(Listed entries):
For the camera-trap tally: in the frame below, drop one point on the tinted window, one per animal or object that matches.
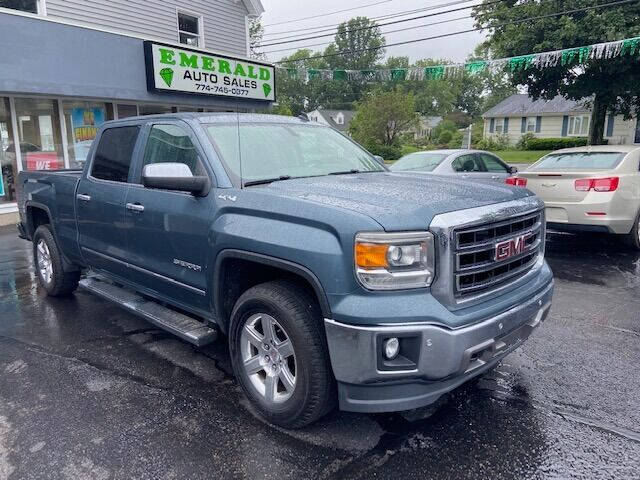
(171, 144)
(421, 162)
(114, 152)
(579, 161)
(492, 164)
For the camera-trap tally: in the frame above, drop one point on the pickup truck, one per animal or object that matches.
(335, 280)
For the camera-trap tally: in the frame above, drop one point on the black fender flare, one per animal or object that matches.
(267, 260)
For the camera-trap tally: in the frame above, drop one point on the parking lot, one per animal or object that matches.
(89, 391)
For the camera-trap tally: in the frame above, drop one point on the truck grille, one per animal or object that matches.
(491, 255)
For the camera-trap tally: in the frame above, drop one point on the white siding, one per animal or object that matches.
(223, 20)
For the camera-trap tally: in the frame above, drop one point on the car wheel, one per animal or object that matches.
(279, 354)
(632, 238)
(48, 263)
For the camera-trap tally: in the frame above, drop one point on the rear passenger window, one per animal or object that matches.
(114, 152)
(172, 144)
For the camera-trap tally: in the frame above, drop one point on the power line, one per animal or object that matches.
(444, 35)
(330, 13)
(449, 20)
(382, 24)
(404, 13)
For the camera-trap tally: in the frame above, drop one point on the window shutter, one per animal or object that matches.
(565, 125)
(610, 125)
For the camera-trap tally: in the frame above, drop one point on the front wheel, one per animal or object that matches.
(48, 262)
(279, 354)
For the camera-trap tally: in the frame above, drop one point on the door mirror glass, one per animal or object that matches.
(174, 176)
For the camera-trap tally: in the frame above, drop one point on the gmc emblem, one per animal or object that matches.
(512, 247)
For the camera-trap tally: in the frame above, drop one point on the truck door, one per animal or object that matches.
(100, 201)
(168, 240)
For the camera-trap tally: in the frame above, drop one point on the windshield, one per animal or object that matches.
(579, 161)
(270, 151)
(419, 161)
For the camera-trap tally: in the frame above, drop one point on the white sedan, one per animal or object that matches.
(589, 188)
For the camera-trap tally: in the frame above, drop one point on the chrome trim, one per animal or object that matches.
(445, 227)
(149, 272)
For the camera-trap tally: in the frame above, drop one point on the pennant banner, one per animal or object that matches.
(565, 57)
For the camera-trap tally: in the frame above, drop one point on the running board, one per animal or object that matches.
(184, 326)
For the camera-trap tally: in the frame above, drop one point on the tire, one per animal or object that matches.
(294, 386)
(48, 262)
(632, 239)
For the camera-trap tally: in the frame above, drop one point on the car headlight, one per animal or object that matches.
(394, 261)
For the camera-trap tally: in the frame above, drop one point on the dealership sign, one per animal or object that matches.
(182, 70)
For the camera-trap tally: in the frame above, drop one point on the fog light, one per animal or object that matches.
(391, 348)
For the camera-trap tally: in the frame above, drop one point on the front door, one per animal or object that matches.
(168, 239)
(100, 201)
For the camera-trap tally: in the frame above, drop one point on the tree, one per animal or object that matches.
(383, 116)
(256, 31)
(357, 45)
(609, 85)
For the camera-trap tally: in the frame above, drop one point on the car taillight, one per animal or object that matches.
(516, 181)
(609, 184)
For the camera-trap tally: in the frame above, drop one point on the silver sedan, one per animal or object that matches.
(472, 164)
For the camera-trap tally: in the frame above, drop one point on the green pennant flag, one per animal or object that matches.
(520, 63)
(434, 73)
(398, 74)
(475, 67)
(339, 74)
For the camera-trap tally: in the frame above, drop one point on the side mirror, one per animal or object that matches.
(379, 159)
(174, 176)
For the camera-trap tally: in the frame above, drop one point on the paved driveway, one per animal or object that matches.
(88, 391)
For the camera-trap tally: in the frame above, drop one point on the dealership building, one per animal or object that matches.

(Exercise aim):
Print every record above exactly, with no pictures.

(The completed task):
For the camera-trap tally: in the frame below, drop one point on the tinted window, one per animal or object that matches.
(171, 144)
(421, 162)
(114, 152)
(579, 161)
(492, 164)
For the camera-trap tally: in the frame above, drop one point on the pickup truck, one per animal or object that matches.
(335, 280)
For the camera-trap tally: in the frame above, drop one point on the black fender flare, one per animal or object that matches.
(267, 260)
For the camera-trap tally: in the frame above, drop one point on the parking lot, one per animal or object that matches.
(89, 391)
For the camera-trap tally: in the frame above, drop one point on the truck grille, one per animal or object that matches.
(491, 255)
For the camera-trap tally: in the frame above, drop one point on the white siding, one per animal or object that matches.
(223, 20)
For the camera-trap tally: in the frame above, drop one point on the car wheel, one per animal or object that matches.
(279, 354)
(632, 238)
(48, 263)
For the camera-trap tally: in the frame above, drop one point on the rear passenger window, one per animal or object that matches.
(114, 152)
(172, 144)
For the camera-trap tally: in the frame above, drop one point on the power line, one per animal or object that matches.
(444, 35)
(330, 13)
(449, 20)
(382, 24)
(404, 13)
For the camera-trap tally: in the frame above, drop one point on the window shutter, one per animal or object that matches.
(565, 125)
(610, 125)
For the camera-trap tally: in the frame above, drop one point on the front wheel, one per animal or object that matches.
(48, 262)
(279, 354)
For the camera-trap tally: in the frame above, drop one point on the door mirror glass, one per animal or object that matches.
(174, 176)
For the camera-trap tally: in the frame above, drop one point on the gmc emblem, one per animal or object that matches.
(512, 247)
For the camera-trap tally: in the frame above, drop one point on the truck door, one per animal or object that matches.
(100, 201)
(168, 240)
For the camera-trap tally: in the frame above, drop one point on the windshield, one per animal or object that matches.
(579, 161)
(270, 151)
(419, 161)
For the camera-trap tally: in the frame above, drop one point on the white sedan, one per animal or object that matches.
(589, 188)
For the camera-trap tally: in the frame above, drop one point on the chrome trim, one per animal or object that matches.
(445, 227)
(149, 272)
For the camera-trap tally: in the frame above, drop one point on the pennant banner, one per animal or object that matches.
(565, 57)
For the camera-trap tally: in the frame above, drop one point on the running board, one per animal or object that matches.
(184, 326)
For the camera-trap tally: in the frame above, drop one point on the tire, one per animal or object that matches.
(294, 386)
(48, 262)
(632, 239)
For the camera-trap tally: in the frame above, drop one point on the car headlight, one per animal or object that matches.
(394, 261)
For the camera-trap tally: in the frame above, drop one point on the dealership sign, one per animal or object that matches.
(182, 70)
For the camera-trap tally: in the frame above, drop one point on the fog light, one per animal or object that matches.
(391, 348)
For the camera-trap tally: in the frame above, drop one point on the front door, one per animal or object that matches.
(168, 239)
(100, 201)
For the camera-trap tally: in the frame above, drop one point on the tree, one per animal or object that matches.
(383, 116)
(256, 31)
(357, 45)
(609, 85)
For the camera-trap tally: in the frame above, drop one point on the car taillight, one per animal or object that matches.
(516, 181)
(609, 184)
For the camera-trap tally: in the frame above, drop one point on the silver sedan, one per animal or object that matches.
(472, 164)
For the camera-trap tally: in the frame above, drop one point on the green pennant flag, one per animal or object that matches.
(520, 63)
(434, 73)
(398, 74)
(475, 67)
(339, 74)
For the camera-trap tally: in the frame above, drop one point on the side mirror, one per animal or object that matches.
(379, 159)
(174, 176)
For the camera-trap tally: in the frame above, drop one point on the paved driveway, one per animal or object that matches.
(88, 391)
For the camera-trap tally: in the frame above, drop one point on the dealership building, one per animal or object that matches.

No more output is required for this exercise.